### KUTIPAN DOKUMEN
********************

LPSK Temukan Tiga Dugaan Tindak Pidana Adanya Kerangkeng Manusia di Rumah Bupati Langkat
Hasto Atmojo mengatakan, setidaknya, ada tiga dugaan tindak pidana yang ditemukan oleh tim investigasi LPSK saat menyambangi langsung kediaman orang
Penulis: Rizki Sandi Saputra
Editor: Johnson Simanjuntak
TRIBUNNEWS.COM, JAKARTA - Lembaga Perlindungan Saksi dan Korban (LPSK) telah menerjunkan tim ke Sumatera Utara untuk melakukan investigasi dan pendalaman terkait adanya kerangkeng manusia di rumah Bupati Langkat non aktif, Terbit Rencana Perangin Angin.

********************

### DATA
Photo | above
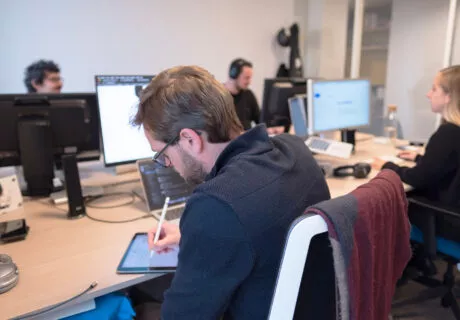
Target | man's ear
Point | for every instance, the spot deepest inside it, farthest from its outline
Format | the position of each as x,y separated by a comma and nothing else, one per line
447,99
191,141
35,84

********************

### TUGAS YANG DIKERJAKAN
[1] Menurut kutipan dokumen, LPSK menerjunkan tim ke provinsi mana?
[2] Ubah bagian kutipan dokumen dari "LPSK Temukan Tiga" sampai "Rencana Perangin Angin." dengan mengganti "menerjunkan" menjadi "mengirim".

### DAFTAR JAWABAN
[1] Sumatera Utara.

[2]
LPSK Temukan Tiga Dugaan Tindak Pidana Adanya Kerangkeng Manusia di Rumah Bupati Langkat
Hasto Atmojo mengatakan, setidaknya, ada tiga dugaan tindak pidana yang ditemukan oleh tim investigasi LPSK saat menyambangi langsung kediaman orang
Penulis: Rizki Sandi Saputra
Editor: Johnson Simanjuntak
TRIBUNNEWS.COM, JAKARTA - Lembaga Perlindungan Saksi dan Korban (LPSK) telah mengirim tim ke Sumatera Utara untuk melakukan investigasi dan pendalaman terkait adanya kerangkeng manusia di rumah Bupati Langkat non aktif, Terbit Rencana Perangin Angin.